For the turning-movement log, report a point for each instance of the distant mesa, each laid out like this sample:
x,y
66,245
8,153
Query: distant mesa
-*-
**SET EXERCISE**. Update the data by replacing every "mesa" with "butte", and leave all other text unchanged.

**ANSWER IN FULL**.
For the turning-movement log, report a point for each instance of the distant butte, each laid out like this sample:
x,y
66,245
8,153
Query: distant butte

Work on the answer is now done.